— RECORDS FOR THIS TASK —
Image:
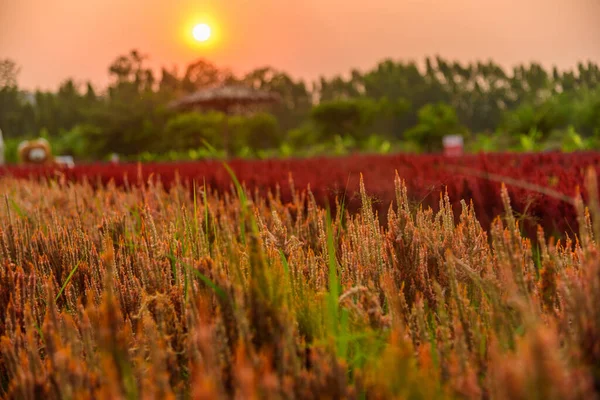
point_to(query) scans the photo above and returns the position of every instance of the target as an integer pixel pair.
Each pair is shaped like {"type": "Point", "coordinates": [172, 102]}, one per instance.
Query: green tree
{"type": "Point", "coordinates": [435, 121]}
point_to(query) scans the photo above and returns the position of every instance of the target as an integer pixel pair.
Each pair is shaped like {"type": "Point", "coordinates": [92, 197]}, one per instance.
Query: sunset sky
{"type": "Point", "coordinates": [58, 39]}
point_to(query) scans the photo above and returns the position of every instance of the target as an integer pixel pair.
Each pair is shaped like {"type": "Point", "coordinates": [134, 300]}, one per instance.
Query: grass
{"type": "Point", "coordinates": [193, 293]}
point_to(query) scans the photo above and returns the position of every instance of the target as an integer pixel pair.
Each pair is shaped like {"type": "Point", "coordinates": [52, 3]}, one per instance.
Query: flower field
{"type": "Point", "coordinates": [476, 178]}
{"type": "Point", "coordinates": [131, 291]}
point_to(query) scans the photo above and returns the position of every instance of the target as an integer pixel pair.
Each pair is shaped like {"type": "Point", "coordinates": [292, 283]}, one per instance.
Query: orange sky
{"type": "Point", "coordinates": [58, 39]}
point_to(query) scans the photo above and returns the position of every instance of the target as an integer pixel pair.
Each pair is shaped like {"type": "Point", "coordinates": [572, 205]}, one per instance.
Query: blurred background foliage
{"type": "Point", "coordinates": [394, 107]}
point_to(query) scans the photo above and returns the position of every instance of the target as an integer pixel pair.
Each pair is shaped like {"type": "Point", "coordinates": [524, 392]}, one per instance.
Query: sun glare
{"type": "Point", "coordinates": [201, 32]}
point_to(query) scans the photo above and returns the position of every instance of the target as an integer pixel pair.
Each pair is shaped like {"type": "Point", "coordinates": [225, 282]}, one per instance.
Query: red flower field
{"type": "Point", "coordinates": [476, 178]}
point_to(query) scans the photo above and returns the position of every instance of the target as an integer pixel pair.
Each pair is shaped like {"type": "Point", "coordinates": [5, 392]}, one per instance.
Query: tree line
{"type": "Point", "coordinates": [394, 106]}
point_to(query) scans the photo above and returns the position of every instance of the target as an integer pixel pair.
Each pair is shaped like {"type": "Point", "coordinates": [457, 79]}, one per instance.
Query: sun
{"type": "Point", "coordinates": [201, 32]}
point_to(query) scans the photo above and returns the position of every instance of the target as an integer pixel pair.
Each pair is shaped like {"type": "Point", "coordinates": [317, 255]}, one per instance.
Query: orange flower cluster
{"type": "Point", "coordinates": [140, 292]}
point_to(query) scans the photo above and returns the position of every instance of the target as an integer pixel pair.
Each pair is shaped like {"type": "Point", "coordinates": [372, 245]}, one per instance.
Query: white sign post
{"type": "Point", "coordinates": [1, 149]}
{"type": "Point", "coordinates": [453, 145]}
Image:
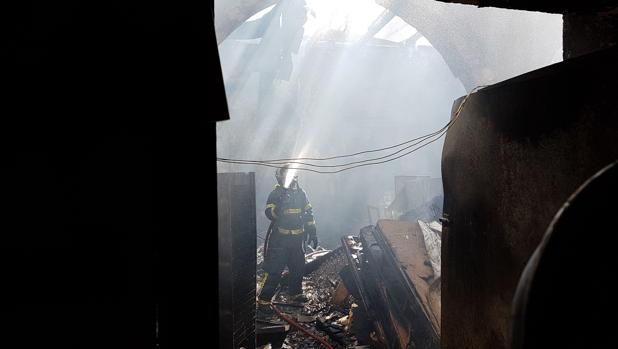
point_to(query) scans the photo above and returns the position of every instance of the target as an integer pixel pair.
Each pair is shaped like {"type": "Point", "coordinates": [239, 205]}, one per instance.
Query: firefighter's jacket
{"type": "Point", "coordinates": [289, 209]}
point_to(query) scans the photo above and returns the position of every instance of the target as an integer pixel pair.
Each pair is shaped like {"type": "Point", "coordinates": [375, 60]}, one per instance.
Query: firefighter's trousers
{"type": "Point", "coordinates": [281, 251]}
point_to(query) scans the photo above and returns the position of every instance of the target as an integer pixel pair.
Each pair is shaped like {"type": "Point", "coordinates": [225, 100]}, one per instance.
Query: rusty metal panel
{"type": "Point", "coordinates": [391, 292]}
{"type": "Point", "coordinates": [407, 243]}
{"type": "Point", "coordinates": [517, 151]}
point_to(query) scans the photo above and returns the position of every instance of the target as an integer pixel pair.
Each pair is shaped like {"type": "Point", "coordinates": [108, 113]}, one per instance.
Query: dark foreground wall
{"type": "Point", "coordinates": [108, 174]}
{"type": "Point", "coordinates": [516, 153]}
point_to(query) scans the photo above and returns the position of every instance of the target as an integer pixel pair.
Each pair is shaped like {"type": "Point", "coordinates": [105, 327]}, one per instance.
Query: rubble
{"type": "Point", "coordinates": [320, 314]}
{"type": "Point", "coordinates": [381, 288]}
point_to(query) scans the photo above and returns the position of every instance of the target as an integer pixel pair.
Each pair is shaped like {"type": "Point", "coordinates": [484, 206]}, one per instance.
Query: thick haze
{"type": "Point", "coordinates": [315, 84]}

— ASSIGNED TASK —
If pictures appear among the records, do not carry them over; retype the rest exactly.

— COMPLETED TASK —
Image:
point_to(query) scans the photo above and returns the position of every instance of the target as an integer pixel pair.
Each pair is shaped like {"type": "Point", "coordinates": [172, 102]}, one per instance.
Query: green tree
{"type": "Point", "coordinates": [435, 121]}
point_to(query) scans the photo above and returns the position of every instance of the target as an integer pixel pair.
Each pair is shaped like {"type": "Point", "coordinates": [92, 197]}, one per instance.
Query: sunset sky
{"type": "Point", "coordinates": [58, 39]}
point_to(query) scans the photo above and returns the position of every instance of the target as an integer pixel pair.
Each pair is shaped like {"type": "Point", "coordinates": [134, 300]}, one per instance.
Query: grass
{"type": "Point", "coordinates": [193, 293]}
point_to(query) scans the photo above and returns the position of every instance of the target as an integer pixel pair.
Each pair is shaped like {"type": "Point", "coordinates": [52, 3]}, one per instance.
Query: flower field
{"type": "Point", "coordinates": [476, 178]}
{"type": "Point", "coordinates": [131, 291]}
point_to(query) scans the photo above and returns the position of every instance of the target as an integer pixel pair.
Each pair is shaped like {"type": "Point", "coordinates": [292, 283]}, one per instance.
Query: orange sky
{"type": "Point", "coordinates": [58, 39]}
point_to(query) scans the photo above and returns the position of every instance of the target as an integer pixel pair.
Each pair is shaped like {"type": "Point", "coordinates": [572, 205]}, one per instance.
Query: blurred background foliage
{"type": "Point", "coordinates": [394, 107]}
point_to(query) scans the photo above and returns the position of every instance of the target as an integer pixel pair.
Each pair is shaped like {"type": "Point", "coordinates": [524, 392]}, one per instance.
Query: sun glare
{"type": "Point", "coordinates": [201, 32]}
point_to(query) scans the photo above and returns the position of every instance of the target as an integer pixel pair.
Each pair is shaped like {"type": "Point", "coordinates": [225, 282]}, one per instance.
Query: red flower field
{"type": "Point", "coordinates": [476, 178]}
point_to(query) scans the photo above and returns the position of every instance of the target as an integer pixel pair.
Each pair is shaped like {"type": "Point", "coordinates": [5, 392]}, one per instance.
Query: tree line
{"type": "Point", "coordinates": [394, 106]}
point_to(query) scans the photo above and returns the position of every instance of the target as an integer pixel pair.
Each pair is shaped like {"type": "Point", "coordinates": [457, 79]}, one per instance.
Query: sun
{"type": "Point", "coordinates": [201, 32]}
point_to(query) scans the photo above and returns the position of every instance of the target as an integer pixel pair.
Each pair is shaped like {"type": "Point", "coordinates": [317, 255]}, one per instance.
Query: orange flower cluster
{"type": "Point", "coordinates": [140, 292]}
point_to(query) scans the photo above and returns the position of every instance of the target as an integer pixel pair.
Each pair is shaped like {"type": "Point", "coordinates": [372, 245]}, one per instance.
Query: white sign post
{"type": "Point", "coordinates": [1, 149]}
{"type": "Point", "coordinates": [453, 145]}
Image:
point_to(query) scans the photo above and returns the position of every instance of the target as an integer pixel pair.
Each pair is shaped like {"type": "Point", "coordinates": [239, 205]}, one per instance.
Query: firefighter's jacket
{"type": "Point", "coordinates": [289, 209]}
point_to(query) scans the photo above and returns the position of every instance of the target as an integer pixel pair.
Each pair is shaped like {"type": "Point", "coordinates": [375, 60]}, one per instance.
Query: firefighter's trousers
{"type": "Point", "coordinates": [281, 251]}
point_to(query) scans the photo above and returns the position of every instance of the target as an integer pixel pair.
Each pair is shaped like {"type": "Point", "coordinates": [225, 100]}, one per instance.
Query: rusty metal panel
{"type": "Point", "coordinates": [391, 292]}
{"type": "Point", "coordinates": [407, 243]}
{"type": "Point", "coordinates": [517, 151]}
point_to(query) scans the photo above and returns the position of every instance of the target as an integer pixel pair.
Each pair is shaped like {"type": "Point", "coordinates": [108, 113]}, one per instance.
Query: dark foreground wall
{"type": "Point", "coordinates": [108, 174]}
{"type": "Point", "coordinates": [516, 153]}
point_to(query) scans the photo above and returns the position of every instance of the target as an integer pixel pair.
Each pair is shaped like {"type": "Point", "coordinates": [105, 327]}, one per instance.
Query: rubble
{"type": "Point", "coordinates": [320, 314]}
{"type": "Point", "coordinates": [381, 288]}
point_to(query) scans the photo above and returns the position of every instance of the target as an integer pixel pair.
Each pair is shaped like {"type": "Point", "coordinates": [484, 206]}, one per instance.
Query: thick haze
{"type": "Point", "coordinates": [315, 84]}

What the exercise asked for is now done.